*** Opening of SOURCE INFORMATION ***
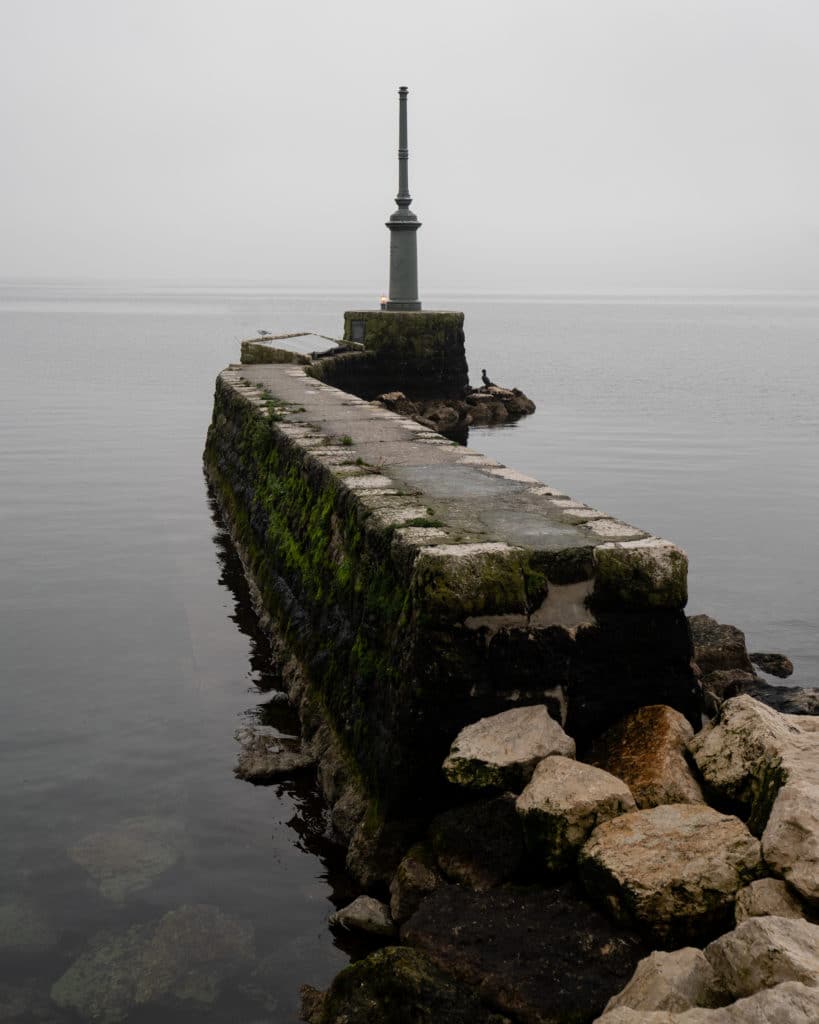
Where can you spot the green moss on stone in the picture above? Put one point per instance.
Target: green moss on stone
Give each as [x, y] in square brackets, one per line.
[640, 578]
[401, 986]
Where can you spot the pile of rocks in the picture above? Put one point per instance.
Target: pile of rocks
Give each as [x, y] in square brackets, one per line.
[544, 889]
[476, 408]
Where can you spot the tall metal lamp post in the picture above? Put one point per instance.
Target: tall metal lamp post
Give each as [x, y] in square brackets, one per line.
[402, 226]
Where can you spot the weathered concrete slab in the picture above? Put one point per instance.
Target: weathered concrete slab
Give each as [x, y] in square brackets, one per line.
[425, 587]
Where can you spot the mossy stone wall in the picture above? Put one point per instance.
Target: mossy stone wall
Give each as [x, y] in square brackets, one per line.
*** Close of SOURCE INFORMATION ***
THE TASK: Each line that contains the string "lamp" should be copied from the data above.

RESULT OF THIS TASK:
Where can you spot the tall metal lamp post in the picture above? Put one point per instance.
Target: tall metal lamp post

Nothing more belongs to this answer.